- _EXERCISE OBJECTIVE_: Write the data out again, exactly as given.

· · · · ·

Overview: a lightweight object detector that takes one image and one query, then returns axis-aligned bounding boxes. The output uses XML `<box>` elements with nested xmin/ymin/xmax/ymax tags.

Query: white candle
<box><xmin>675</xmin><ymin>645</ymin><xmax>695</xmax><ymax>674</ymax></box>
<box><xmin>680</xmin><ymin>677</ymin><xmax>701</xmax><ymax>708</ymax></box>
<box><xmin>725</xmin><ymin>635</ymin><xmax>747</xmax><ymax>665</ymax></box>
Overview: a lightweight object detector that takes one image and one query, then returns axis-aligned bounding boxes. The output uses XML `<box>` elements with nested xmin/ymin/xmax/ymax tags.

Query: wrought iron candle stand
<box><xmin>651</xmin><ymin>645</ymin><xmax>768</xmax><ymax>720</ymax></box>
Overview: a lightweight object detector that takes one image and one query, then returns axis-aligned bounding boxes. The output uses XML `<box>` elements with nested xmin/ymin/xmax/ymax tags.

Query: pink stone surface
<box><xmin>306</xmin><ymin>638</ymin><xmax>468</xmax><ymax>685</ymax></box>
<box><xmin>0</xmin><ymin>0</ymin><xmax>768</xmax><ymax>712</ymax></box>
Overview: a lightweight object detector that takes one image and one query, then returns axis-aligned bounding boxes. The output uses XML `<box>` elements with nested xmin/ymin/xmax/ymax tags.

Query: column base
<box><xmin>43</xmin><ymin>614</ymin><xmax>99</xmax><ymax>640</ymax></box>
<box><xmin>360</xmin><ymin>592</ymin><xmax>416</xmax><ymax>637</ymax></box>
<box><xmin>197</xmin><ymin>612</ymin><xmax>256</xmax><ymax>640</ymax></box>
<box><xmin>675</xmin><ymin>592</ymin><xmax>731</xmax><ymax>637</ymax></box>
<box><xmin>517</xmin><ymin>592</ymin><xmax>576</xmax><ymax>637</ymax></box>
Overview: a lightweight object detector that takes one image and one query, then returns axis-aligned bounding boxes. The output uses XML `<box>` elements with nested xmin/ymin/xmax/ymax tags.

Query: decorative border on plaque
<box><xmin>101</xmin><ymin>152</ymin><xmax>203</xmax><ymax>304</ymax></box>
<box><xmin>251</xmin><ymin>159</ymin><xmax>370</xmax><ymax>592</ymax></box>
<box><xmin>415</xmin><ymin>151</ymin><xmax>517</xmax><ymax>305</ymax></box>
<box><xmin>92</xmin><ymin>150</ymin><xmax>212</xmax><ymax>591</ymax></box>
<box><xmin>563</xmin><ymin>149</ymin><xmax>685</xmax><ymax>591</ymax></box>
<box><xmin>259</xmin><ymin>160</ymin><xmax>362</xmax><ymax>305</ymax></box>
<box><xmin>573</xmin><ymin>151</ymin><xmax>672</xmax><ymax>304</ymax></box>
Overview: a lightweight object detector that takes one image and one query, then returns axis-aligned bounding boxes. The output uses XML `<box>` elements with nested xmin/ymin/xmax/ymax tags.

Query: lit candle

· · · · ·

- _EXERCISE ANSWER_:
Overview: a lightweight object detector that takes one image and one query, then returns axis-aligned bounding boxes. The output uses XML `<box>` elements with nested xmin/ymin/xmax/ymax tags.

Query: white candle
<box><xmin>675</xmin><ymin>645</ymin><xmax>695</xmax><ymax>674</ymax></box>
<box><xmin>680</xmin><ymin>677</ymin><xmax>701</xmax><ymax>708</ymax></box>
<box><xmin>725</xmin><ymin>635</ymin><xmax>747</xmax><ymax>665</ymax></box>
Overview: a lightweight object detector that takes one image and one query, then returns axis-aligned bounding boxes. The output uses XML `<box>` elements with nested xmin/ymin/xmax/ymax tags.

Query: wrought iron candle stand
<box><xmin>651</xmin><ymin>645</ymin><xmax>768</xmax><ymax>720</ymax></box>
Overview: a lightweight object detector that takes one image and one query, then returns axis-aligned bounding boxes. The output uses XML `<box>` elements with nested xmin/ymin/xmax/ymax tags.

Query: pink stone surface
<box><xmin>306</xmin><ymin>638</ymin><xmax>468</xmax><ymax>685</ymax></box>
<box><xmin>0</xmin><ymin>0</ymin><xmax>768</xmax><ymax>712</ymax></box>
Overview: a lightweight object detector that takes one image and one query, then returns axis-aligned bounding boxes. The output uses XML `<box>` elements with nested xmin/ymin/xmax/ymax tags.

Query: column base
<box><xmin>43</xmin><ymin>614</ymin><xmax>99</xmax><ymax>640</ymax></box>
<box><xmin>360</xmin><ymin>592</ymin><xmax>416</xmax><ymax>637</ymax></box>
<box><xmin>197</xmin><ymin>612</ymin><xmax>256</xmax><ymax>640</ymax></box>
<box><xmin>675</xmin><ymin>592</ymin><xmax>731</xmax><ymax>637</ymax></box>
<box><xmin>517</xmin><ymin>592</ymin><xmax>576</xmax><ymax>637</ymax></box>
Overview: a lightweight object detector that takes one image and one query, then returns axis-aligned bounding boxes. The output uses XML `<box>` elements with nested xmin/ymin/xmax/ymax tags.

Query: decorative border on plaque
<box><xmin>101</xmin><ymin>152</ymin><xmax>203</xmax><ymax>304</ymax></box>
<box><xmin>251</xmin><ymin>159</ymin><xmax>370</xmax><ymax>592</ymax></box>
<box><xmin>415</xmin><ymin>151</ymin><xmax>517</xmax><ymax>305</ymax></box>
<box><xmin>92</xmin><ymin>150</ymin><xmax>212</xmax><ymax>591</ymax></box>
<box><xmin>563</xmin><ymin>149</ymin><xmax>685</xmax><ymax>591</ymax></box>
<box><xmin>259</xmin><ymin>160</ymin><xmax>362</xmax><ymax>305</ymax></box>
<box><xmin>573</xmin><ymin>151</ymin><xmax>672</xmax><ymax>304</ymax></box>
Overview: a lightweight object detector that takes one image and one query, then returns axis-aligned bounding boxes. The output uses XML `<box>` elements with nested xmin/ymin/xmax/ymax tags.

Query: lit candle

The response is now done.